Data START

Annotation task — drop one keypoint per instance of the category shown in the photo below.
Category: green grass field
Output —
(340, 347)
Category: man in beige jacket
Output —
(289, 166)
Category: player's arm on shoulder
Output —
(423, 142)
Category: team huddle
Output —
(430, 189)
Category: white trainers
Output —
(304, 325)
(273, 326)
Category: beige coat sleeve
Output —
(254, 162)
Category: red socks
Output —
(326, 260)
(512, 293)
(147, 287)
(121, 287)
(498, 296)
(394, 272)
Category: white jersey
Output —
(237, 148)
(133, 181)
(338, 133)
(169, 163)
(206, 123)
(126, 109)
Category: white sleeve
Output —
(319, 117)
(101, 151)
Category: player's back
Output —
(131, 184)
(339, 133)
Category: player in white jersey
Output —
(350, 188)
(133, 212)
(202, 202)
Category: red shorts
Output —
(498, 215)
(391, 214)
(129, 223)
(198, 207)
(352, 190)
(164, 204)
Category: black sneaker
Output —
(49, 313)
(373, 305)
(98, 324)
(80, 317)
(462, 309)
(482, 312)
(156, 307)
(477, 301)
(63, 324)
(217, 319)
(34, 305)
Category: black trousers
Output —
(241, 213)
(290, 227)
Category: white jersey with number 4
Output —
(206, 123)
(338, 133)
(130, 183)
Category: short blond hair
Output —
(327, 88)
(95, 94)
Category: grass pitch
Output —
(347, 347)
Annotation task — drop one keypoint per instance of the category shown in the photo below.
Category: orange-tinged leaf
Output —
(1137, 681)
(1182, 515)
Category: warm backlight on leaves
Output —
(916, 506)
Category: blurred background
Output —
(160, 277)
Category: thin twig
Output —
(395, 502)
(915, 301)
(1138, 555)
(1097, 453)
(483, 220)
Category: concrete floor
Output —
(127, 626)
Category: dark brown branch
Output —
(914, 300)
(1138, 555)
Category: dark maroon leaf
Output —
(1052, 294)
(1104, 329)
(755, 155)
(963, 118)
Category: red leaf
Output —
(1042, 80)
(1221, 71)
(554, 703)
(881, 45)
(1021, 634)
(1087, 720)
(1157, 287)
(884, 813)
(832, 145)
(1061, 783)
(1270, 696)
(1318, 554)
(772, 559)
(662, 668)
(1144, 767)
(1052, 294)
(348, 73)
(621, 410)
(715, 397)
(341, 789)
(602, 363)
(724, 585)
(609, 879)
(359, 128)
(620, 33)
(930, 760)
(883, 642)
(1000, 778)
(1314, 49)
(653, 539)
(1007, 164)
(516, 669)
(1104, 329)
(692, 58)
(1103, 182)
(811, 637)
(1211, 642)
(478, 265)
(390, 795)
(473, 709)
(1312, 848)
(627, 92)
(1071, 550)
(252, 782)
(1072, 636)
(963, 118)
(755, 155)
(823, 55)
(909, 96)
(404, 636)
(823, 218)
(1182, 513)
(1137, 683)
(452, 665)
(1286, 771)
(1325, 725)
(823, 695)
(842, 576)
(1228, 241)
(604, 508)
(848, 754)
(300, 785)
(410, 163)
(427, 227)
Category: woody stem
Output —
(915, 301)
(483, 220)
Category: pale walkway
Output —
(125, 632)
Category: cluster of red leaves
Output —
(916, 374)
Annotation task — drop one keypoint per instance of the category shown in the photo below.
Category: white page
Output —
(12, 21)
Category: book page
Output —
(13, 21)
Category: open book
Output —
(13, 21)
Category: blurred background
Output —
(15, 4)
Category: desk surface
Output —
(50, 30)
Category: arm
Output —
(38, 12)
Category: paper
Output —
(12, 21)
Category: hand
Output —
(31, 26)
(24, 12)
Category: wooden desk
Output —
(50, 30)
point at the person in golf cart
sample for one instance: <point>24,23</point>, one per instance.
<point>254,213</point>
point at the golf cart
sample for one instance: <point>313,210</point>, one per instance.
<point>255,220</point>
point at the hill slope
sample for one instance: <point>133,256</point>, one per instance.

Data END

■ What you are asked to do: Find the word "player" in the entries, then copy out every line that has it.

■ Answer section:
Category: player's arm on shoulder
Category: player's back
Category: player in white jersey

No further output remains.